What is needed
Among the entries below, extract exactly the lines that run from the one with "Task: mark the hydrangea" through the one with "Target: purple hydrangea flower", both ends included.

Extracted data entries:
=== Begin Enclosure ===

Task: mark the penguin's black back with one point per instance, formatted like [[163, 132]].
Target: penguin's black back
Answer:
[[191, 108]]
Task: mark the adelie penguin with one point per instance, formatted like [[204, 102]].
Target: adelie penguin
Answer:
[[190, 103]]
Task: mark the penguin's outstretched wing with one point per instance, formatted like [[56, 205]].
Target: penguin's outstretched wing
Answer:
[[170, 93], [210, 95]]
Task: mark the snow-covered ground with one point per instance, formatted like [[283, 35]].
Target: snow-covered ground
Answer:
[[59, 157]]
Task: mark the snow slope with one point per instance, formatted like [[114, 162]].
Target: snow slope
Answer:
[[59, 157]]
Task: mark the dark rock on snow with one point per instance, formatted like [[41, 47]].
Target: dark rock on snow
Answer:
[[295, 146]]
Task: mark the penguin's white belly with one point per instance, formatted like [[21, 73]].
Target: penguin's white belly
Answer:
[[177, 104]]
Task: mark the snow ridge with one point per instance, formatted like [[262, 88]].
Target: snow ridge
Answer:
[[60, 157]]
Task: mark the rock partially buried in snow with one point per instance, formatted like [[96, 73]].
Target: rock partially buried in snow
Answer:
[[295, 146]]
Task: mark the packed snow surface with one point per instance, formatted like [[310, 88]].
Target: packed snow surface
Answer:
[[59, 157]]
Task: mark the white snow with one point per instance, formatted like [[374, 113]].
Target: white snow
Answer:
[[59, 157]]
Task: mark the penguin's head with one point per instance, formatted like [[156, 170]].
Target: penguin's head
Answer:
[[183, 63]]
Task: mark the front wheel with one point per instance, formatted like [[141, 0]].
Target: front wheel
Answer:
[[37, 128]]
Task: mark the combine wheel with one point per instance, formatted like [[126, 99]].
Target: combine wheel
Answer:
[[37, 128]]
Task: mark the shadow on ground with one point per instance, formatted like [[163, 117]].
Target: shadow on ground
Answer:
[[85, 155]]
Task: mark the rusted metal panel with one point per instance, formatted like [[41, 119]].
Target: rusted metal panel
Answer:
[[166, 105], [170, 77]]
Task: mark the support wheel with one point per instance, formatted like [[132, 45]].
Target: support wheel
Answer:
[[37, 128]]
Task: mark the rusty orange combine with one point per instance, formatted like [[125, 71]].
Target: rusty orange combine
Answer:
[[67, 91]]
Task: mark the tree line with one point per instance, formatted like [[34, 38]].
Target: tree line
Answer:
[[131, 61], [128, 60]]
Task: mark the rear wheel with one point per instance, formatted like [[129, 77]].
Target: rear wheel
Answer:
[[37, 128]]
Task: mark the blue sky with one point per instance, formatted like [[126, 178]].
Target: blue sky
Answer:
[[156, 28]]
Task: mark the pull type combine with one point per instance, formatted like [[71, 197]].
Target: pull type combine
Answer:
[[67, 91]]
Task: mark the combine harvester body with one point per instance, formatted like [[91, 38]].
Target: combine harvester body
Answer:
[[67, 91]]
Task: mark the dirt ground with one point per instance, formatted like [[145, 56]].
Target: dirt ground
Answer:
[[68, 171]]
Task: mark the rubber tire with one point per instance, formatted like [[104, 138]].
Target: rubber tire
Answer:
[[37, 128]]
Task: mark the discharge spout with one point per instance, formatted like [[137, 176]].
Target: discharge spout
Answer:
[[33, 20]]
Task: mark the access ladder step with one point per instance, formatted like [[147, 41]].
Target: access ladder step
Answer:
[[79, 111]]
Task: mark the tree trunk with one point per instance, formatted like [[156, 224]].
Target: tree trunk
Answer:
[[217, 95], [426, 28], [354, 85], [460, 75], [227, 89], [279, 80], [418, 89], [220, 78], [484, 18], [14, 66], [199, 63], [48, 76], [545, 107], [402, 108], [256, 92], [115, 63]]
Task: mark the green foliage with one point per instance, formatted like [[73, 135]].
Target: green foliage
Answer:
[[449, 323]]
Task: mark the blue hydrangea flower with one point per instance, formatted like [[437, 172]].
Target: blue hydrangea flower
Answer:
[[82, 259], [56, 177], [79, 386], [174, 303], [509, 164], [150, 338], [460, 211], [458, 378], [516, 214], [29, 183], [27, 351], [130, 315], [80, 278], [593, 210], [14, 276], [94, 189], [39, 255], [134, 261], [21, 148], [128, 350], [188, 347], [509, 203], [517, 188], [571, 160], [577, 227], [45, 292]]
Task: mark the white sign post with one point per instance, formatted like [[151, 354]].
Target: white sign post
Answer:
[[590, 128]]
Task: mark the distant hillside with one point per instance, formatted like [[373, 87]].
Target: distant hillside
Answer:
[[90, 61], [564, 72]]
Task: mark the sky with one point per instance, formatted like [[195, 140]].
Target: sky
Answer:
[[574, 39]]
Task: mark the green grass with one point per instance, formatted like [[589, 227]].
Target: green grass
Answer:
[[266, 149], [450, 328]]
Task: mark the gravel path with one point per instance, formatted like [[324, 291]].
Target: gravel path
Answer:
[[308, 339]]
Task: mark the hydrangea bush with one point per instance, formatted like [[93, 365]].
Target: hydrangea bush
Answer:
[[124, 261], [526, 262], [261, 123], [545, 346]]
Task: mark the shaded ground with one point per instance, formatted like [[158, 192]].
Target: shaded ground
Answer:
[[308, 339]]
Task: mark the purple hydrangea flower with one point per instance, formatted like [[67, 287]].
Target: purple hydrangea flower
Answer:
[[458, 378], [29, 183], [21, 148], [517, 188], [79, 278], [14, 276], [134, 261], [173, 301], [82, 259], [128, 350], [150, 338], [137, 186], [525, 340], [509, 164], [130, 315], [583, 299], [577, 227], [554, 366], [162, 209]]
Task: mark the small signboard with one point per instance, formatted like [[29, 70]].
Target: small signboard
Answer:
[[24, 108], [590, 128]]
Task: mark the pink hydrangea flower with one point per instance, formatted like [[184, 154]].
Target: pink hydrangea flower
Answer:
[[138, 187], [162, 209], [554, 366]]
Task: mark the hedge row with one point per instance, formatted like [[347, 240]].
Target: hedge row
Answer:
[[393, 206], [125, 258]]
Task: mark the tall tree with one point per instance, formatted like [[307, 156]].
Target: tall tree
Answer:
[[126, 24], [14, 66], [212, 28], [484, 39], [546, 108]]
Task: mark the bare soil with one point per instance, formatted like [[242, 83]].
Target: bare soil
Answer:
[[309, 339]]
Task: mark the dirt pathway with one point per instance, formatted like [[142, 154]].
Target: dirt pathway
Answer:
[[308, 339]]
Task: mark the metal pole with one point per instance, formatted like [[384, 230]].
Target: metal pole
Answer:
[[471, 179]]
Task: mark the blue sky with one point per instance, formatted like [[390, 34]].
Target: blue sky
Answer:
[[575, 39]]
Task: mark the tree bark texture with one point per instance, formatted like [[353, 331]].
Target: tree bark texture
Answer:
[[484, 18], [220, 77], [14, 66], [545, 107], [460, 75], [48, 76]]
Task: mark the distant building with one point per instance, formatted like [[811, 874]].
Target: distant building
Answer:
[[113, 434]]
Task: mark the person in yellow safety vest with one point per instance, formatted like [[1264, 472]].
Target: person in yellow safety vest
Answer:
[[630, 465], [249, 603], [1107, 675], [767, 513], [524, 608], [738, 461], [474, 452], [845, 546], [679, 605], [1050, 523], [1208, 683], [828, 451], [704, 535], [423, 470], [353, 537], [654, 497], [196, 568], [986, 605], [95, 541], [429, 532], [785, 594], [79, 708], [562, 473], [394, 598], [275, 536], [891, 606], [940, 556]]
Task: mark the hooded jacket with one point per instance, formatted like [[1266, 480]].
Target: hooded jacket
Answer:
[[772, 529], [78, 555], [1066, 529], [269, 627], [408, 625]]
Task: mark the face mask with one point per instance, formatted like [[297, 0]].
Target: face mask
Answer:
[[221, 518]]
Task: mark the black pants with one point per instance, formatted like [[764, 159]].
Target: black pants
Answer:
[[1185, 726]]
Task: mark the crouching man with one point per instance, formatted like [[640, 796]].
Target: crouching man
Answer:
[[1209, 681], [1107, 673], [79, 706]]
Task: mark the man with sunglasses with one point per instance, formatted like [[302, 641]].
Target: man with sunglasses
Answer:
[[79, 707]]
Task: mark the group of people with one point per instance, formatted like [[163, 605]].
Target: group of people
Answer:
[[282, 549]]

=== End Enclosure ===

Solution to the exercise
Task: mark the hydrangea bush with one point per instance, formatted like [[93, 365]].
Target: hydrangea bush
Answer:
[[124, 261], [526, 262], [261, 123], [545, 346]]
Task: mark the shaded ground with one point per instance, formatted like [[158, 192]].
Target: shaded ground
Answer:
[[308, 339]]
Task: mark the purple hydrangea flower with one point per instance, formatted like [[67, 287]].
Target: purple hydrangea flower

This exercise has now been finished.